## START SOURCE

Data607_Final_project Part-1 : Data Extraction

Twitter Analysis for Product launch

Introduction

The project focusses on doing sentimental analysis and some insights on customer reactions on a new product launched recently (say iPhone XS) based on tweets data. Social media is a powerful tool which can be used to analyze the sentiments of people as a whole for any topic. People often voice their opinions in the form of social media posts like Twitter tweets, Facebook posts, etc. As Apple Iphone XS is one of the latest iphones launched by Apple, this project deals with analyzing how people have been reacting to this new phone from the technology giant.

Generally when people add comments which can be open ended as Twitter provides its users to, the data can be quite varied in nature. There can be advertisements, personal opinions, reviews, references and any other form of comment. But when we see all of these as a combined sentiment, we are hoping we get some good insights into how the people have been taking this new product.

This project attempt can also be used as a general project for any new product launch. Though this project might not give the final conclusion of the sentiment as a whole, but it can be a good initial analysis of a new product. Also, it can be used for any other product launch too.

The steps that we followed:

Fetch the “iphone xs” tweets from Twitter using the Twitter API.
Save the raw data in a staging database. We used MongoDB as the staging database platform.
Extract the raw tweets stored in the staging database and extract to a CSV file.
Read the CSV file and clean up the data, and save the cleaned up data in a relational database. We have used MySQL here.
Fetch the data from the relational database.
Perform text mining on the tweets to analyze the general sentiment around this product.

Main R packages / libraries used:

rtweet
RMySQL
mongolite
tm
wordcloud
syuzhet

Data Extraction (Tweets Collection - R-Code)

Here, we are going to collect the tweets created for some of newly related products like ‘iphone XS’ and ‘Nexus Pixel’ using tweeter apis(rtweet). rtweet is a wrapper package around the original package ‘tweeteR’

‘search_tweets’ method is being used to pull the tweets. below are description of arguments used.

n= 18000 is max number of tweets that needs to be pulled.
include_rts : whether to include retweet feed or not. For avoiding possible Ads, we chose False for this option.
retryonratelimit : twitter has rate limitation on pull request. So this option will help to wait for next pull the next batch of tweets when the rate is already reached.
lang =‘en’ mentions the langauge. For sake of simplicity, we chose English as the language.

## END SOURCE
## START SOURCE DATA

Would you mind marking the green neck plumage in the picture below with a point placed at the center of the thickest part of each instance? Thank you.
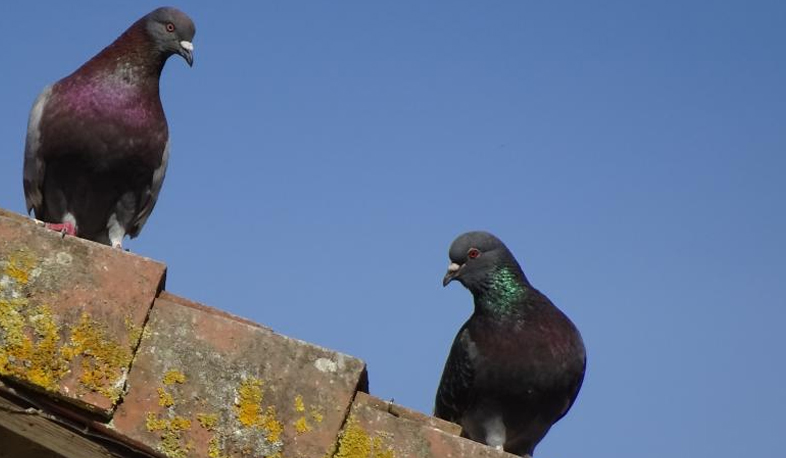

## END SOURCE DATA

* **REQUIREMENT 1**:
Please list every R package named under "Main R packages / libraries used:" in the Twitter product-launch analysis.
* **REQUIREMENT 2**:
Pick up the Twitter product-launch analysis after its final sentence and keep writing.

* **WRITTEN RESPONSE 1**:
rtweet, RMySQL, mongolite, tm, wordcloud, syuzhet

* **WRITTEN RESPONSE 2**:
q is the first parameter which is search keyword. We used the hastag #IphoneXS and word ‘iphone XS’ for iphone tweet collections and hashtag #pixel3 and ‘Pixel 3’ for Pixel3 tweet collections.

For sake of scrubbing the consumer and secret keys, I put the entire collecton code into a ‘False’ block. This is just for demonstration in mark down and we executed in our local and made the data available in csv format in github. `

library("rtweet")

if(FALSE) {
  
create_token(
  app = "my_twitter_research_app",
consumer_key <- 'XXXX',
consumer_secret <- 'XXXX',
access_token <- 'XXXX',
access_secret <- 'XXXX')

iphone_xs <- search_tweets(
  "#iPhoneXS OR 'iphone XS'", n = 18000, include_rts = FALSE, retryonratelimit = TRUE, lang = 'en'
)

nexus_pxel <- search_tweets(
  "#pixel3 OR pixel3 OR 'Pixel 3'", n = 18000, include_rts = FALSE, retryonratelimit = TRUE, lang = 'en'
)


# write this into a csv file and later uploaded into github for pair programming. 
write_as_csv(x = iphone_xs , file_name = 'iphone_xs.csv')
write_as_csv(x = nexus_pxel , file_name = 'tweets_nexus_pxel.csv')


}

Staging the tweet data into mongoDb

One of the best practice in any huge data collection is to persist the row data into a staging table. In Big data world, this is often pushed into a ‘Data Lake’ peristance like Hadoop, NoSql. Then later data analyst and scientists pulls required data they need for analysis and model creation. When the data is collected like this in a real time fashion, the process is called data pipelining where data is collected, extracted and cleaned and flow from one phase to another. Below is the data flow diagram of collecting, extracting, cleaning and analysising.

Data Flow Diagram

Here, we are staging the raw data into a mongodb. We tried to perist into a mysql db, but some of the tweet field is list. so It was not a good idea to save the data into mysql. One way is to save it into a Doumented oriented noSql database like MongoDb. A new column topic is added to indicate the topic and the date of collection. Both iphone and Pixel3 data are persisted into ‘tweets_collection’ table into ‘tweeterDatadb’ database.

Foe eg: ‘Iphone_2018_12_5’, the topic is ‘Iphone’ and date of collection is ‘2018_12_5’

if(FALSE) {
iphone_xs$topic <- "Iphone_2018_12_5"
nexus_pxel$topic <- "Nexus_Pixel_2018_12_5"


mongodb <- mongo(collection = "tweets_collection", db = "tweeterDatadb")
mongodb$insert(iphone_xs1)
mongodb$insert(nexus_pxel)
}

Below is the mongoDB compas view of data.

Teets Collection in MongoDB

Extracting required data from Mongo DB

Below is the code to extract some of relevent data for analysis. we are using mongodb $find method to fetch using query and fields arguments.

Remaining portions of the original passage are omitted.